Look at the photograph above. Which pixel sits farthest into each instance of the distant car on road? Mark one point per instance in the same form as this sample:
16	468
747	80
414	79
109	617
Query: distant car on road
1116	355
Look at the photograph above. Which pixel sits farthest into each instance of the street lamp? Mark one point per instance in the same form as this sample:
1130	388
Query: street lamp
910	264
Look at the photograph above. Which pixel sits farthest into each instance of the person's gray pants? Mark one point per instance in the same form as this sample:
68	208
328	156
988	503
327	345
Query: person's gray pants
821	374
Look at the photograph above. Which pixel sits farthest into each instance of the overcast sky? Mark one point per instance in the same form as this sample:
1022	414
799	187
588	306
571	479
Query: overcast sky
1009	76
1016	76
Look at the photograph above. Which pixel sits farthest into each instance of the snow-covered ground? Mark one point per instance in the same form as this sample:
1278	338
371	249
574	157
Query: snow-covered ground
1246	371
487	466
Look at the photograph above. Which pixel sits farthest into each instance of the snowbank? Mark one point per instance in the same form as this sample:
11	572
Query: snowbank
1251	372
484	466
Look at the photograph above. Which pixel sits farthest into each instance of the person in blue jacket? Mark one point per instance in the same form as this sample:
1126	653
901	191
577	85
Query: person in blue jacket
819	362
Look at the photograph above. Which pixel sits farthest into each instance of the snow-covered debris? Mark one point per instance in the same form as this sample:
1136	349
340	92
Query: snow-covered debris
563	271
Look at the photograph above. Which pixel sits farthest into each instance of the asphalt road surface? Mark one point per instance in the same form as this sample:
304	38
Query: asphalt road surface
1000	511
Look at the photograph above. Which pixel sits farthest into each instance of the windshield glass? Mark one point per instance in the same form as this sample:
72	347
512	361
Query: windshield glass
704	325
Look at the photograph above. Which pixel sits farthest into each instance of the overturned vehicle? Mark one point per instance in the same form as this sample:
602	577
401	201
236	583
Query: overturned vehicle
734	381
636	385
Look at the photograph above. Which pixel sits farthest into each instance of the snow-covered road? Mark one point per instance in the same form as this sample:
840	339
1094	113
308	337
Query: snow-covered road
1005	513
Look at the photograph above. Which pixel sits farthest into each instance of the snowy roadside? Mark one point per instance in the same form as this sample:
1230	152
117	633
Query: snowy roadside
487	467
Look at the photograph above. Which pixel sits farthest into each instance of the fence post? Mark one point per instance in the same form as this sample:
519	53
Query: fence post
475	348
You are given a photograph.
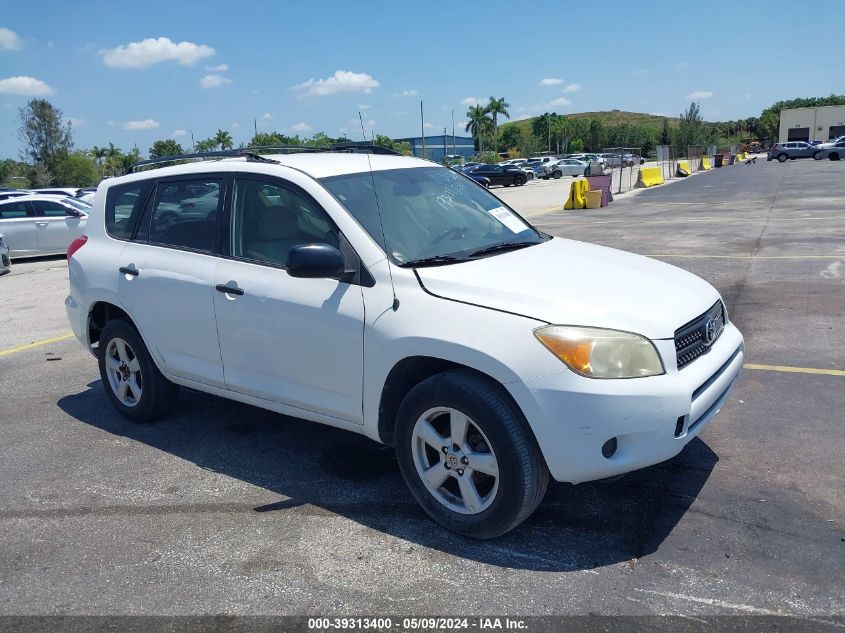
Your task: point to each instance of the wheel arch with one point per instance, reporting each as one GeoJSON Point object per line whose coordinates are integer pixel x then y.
{"type": "Point", "coordinates": [411, 371]}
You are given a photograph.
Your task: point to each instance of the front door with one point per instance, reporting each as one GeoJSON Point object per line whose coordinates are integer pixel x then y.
{"type": "Point", "coordinates": [294, 341]}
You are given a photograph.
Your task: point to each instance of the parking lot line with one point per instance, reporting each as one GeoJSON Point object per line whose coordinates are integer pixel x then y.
{"type": "Point", "coordinates": [796, 370]}
{"type": "Point", "coordinates": [46, 341]}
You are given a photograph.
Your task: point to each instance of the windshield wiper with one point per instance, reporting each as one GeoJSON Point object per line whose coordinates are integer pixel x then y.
{"type": "Point", "coordinates": [432, 261]}
{"type": "Point", "coordinates": [498, 248]}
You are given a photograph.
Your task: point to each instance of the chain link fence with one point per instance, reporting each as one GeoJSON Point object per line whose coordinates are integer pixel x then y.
{"type": "Point", "coordinates": [623, 164]}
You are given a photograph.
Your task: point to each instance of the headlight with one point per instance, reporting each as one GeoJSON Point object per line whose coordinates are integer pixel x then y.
{"type": "Point", "coordinates": [600, 353]}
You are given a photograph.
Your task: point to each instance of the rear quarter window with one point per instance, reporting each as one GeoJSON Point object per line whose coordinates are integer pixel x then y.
{"type": "Point", "coordinates": [124, 206]}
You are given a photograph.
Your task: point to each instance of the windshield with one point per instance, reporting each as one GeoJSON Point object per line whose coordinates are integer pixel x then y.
{"type": "Point", "coordinates": [429, 212]}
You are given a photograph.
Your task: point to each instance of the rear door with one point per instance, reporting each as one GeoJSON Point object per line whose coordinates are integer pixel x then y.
{"type": "Point", "coordinates": [17, 223]}
{"type": "Point", "coordinates": [165, 276]}
{"type": "Point", "coordinates": [55, 229]}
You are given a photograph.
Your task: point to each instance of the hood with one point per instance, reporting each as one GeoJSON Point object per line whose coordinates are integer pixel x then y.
{"type": "Point", "coordinates": [565, 282]}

☆ ☆ ☆ ☆

Copy the records exactly. Skip the pictures.

Look at the photograph above. Which pixel sits farthest into each instance of the distant car on road? Mark one point per instance in the same form as this sample:
16	468
747	80
414	79
109	617
Query: distant car on road
1116	355
Look at the photograph above. Which pixel sits farthest into each instance of the street lamp? Mark one point per instance in the same form as this sample:
1130	388
Query: street lamp
910	264
Look at the photograph above. Which pixel sits farthest into each instance of the person's gray pants? Mark one point per instance in the same form as this sample:
68	208
328	156
988	503
327	345
Query: person's gray pants
821	374
Look at the photograph above. Which pixel sits farthest into each instance of the overcast sky? Mark one point per instance in the same form as this sample:
1022	414
799	187
588	306
571	479
Query: overcast sky
1009	76
1016	76
Look at the photograph above. Which pixel sits farthest into each instance of the snow-covered ground? Mark one point per instance in the same form as this sample:
1278	338
371	249
574	157
Query: snow-covered ground
1246	371
487	466
Look at the photograph above. Which pixel sits farthest into each instance of the snowbank? Mark one point per instance in the same form as this sample:
11	572
Query: snowbank
1251	372
484	466
Look at the photograph above. Which pixel sits farthest into each instance of the person in blue jacket? Mark one point per instance in the same form as this sample:
1126	653
901	191
577	85
Query: person in blue jacket
819	362
Look at the photograph above. Which pixel sits farthest into each instance of the snow-covered debris? Mark one point per instance in the same form as this sample:
1136	349
340	92
Query: snow-covered debris
563	271
Look at the photograph above. Which pixel sits farthest into each instance of the asphalt road surface? Mark one point per instance in the same form as this sample:
304	38
Query: asphalt road surface
1000	511
Look at the photograph above. Which pixel sits farthest into each instance of the windshield glass? Mark one point per instance in the same form as this sample:
72	347
512	361
Query: windshield glass
704	325
Look at the photograph above. Which pixel sits farthest into each instance of the overturned vehicle? Mark one point per instance in the same form as this sample:
602	577
401	201
236	583
Query: overturned vehicle
734	381
636	385
Look at the photograph above. Which pixel sits farthest into each instance of the snow-covered road? Mark one point per instance in the same form as this sample:
840	339
1094	113
308	337
Query: snow-covered road
1005	513
Look at the photograph above. Which pixel sits farthest into each instance of the snowy roadside? Mark one point per instance in the same form as this sample:
1230	152
117	633
Query: snowy roadside
487	467
Look at the photograph above. Which pixel sits farthest into each instance of the fence post? Mark one point per instance in the same form as this sample:
519	53
Query: fence post
475	348
You are given a photograph.
Your task: point to each instance of the wheel arch with one point per instance, reporting each as one GeoJSON Point object per line whose coordinates are integer pixel x then y.
{"type": "Point", "coordinates": [411, 371]}
You are given a photograph.
Your task: point to each instance of the front door with one point per instance, reporting each as one GeoJSON Point object per line whose coordinates are integer pixel x then y.
{"type": "Point", "coordinates": [294, 341]}
You are given a photograph.
Your task: point to each instance of the parking lot line with one point per instance, reporting each as one GeoJSON Point object per line whose coordinates are integer pixel x then y.
{"type": "Point", "coordinates": [796, 370]}
{"type": "Point", "coordinates": [46, 341]}
You are given a photograph.
Your task: point to each instance of the windshield wiper with one point per instance, reporting each as one GeoJSON Point object per line whose coordinates are integer pixel x then y.
{"type": "Point", "coordinates": [432, 261]}
{"type": "Point", "coordinates": [498, 248]}
You are given a photograph.
Your task: point to each instance of the chain link fence with one point per instance, reporting each as one GeoJSON Point object per line whose coordinates are integer pixel x then y.
{"type": "Point", "coordinates": [623, 164]}
You are given a photograph.
Your task: point to each instance of the headlight with one point per instance, reporting each as one GeoJSON Point object per line whose coordinates are integer pixel x then y.
{"type": "Point", "coordinates": [600, 353]}
You are given a photograph.
Your task: point to each instance of the rear quarter window with one point per instance, reporting each as one GeoJSON Point object per line whose coordinates are integer pixel x then y.
{"type": "Point", "coordinates": [124, 206]}
You are given a photograph.
Your task: point to each instance of the windshield with one point per instance, reporting each as one GeoJSON Point object per line whose coordinates are integer pixel x then y.
{"type": "Point", "coordinates": [429, 212]}
You are given a photograph.
Your task: point to each instance of the rear door with one point per instance, reporting each as one GeoJSON Point object per line whose coordinates are integer pixel x then y.
{"type": "Point", "coordinates": [17, 223]}
{"type": "Point", "coordinates": [165, 276]}
{"type": "Point", "coordinates": [55, 229]}
You are given a photograph.
Your task: point to each instance of the hood with one point per instance, reporting each as one GeoJSON Point object per line whose coordinates are integer pixel x then y.
{"type": "Point", "coordinates": [565, 282]}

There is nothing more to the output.